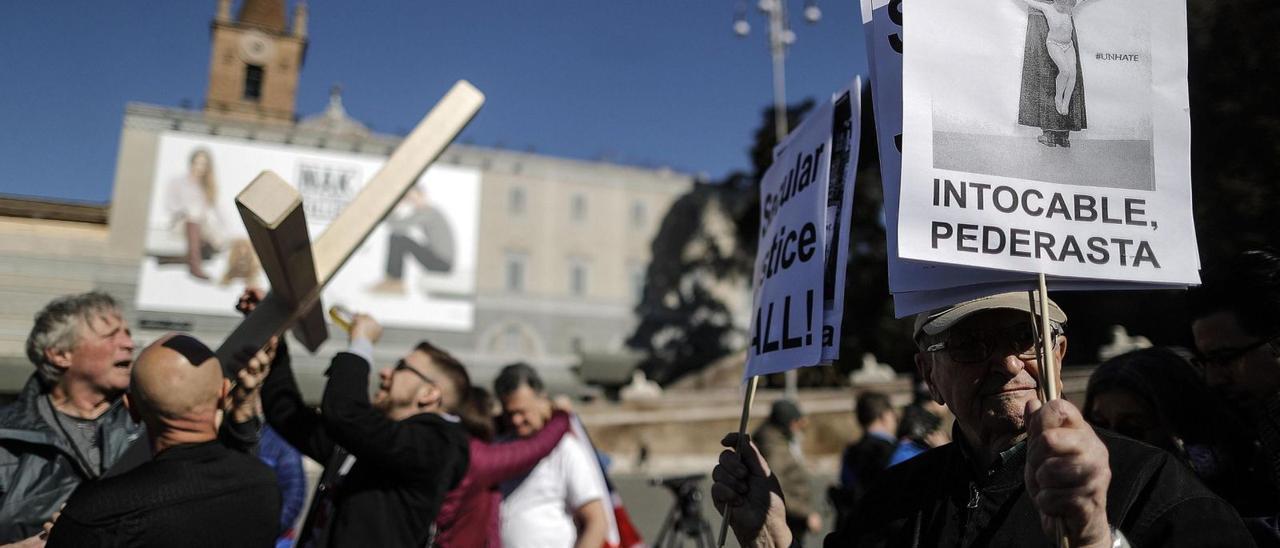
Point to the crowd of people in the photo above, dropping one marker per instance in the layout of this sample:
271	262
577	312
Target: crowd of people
□ □ □ □
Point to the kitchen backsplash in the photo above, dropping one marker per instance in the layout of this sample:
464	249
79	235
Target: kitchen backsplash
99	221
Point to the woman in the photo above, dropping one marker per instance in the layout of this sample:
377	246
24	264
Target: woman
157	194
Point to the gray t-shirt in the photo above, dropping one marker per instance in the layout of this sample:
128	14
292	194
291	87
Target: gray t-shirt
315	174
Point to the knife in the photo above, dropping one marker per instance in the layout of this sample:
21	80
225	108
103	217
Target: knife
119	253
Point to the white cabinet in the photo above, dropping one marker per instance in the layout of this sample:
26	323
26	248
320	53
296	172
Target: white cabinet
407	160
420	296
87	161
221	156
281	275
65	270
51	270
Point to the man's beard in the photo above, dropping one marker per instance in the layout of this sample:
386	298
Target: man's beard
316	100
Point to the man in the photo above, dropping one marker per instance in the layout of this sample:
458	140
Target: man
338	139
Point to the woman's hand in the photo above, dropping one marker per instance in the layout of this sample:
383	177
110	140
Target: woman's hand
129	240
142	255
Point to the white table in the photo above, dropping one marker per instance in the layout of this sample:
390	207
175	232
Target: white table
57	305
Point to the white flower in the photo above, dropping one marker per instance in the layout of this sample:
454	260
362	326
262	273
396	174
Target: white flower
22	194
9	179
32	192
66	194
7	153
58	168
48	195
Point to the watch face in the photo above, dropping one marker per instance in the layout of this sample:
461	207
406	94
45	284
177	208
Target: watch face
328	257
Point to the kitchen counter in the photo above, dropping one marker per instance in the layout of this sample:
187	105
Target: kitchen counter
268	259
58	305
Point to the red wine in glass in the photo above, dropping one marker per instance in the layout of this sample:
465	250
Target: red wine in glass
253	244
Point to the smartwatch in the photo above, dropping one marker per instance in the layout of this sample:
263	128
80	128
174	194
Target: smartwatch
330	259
□ □ □ □
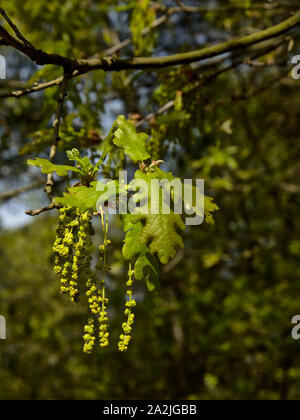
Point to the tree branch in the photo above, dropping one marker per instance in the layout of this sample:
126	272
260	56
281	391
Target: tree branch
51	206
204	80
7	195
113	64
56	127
□ □ □ □
- _EXERCISE_
Turn the material between the lines holding "Point to the crowd" and "Target: crowd of people", inclusive, into a numbered list, leaving out any blank lines.

- _ANSWER IN FULL_
1. Point to the crowd of people in the photo above, dropping one marker per instance in the layout of this sample:
2. 271	262
3. 577	312
4. Target: crowd of people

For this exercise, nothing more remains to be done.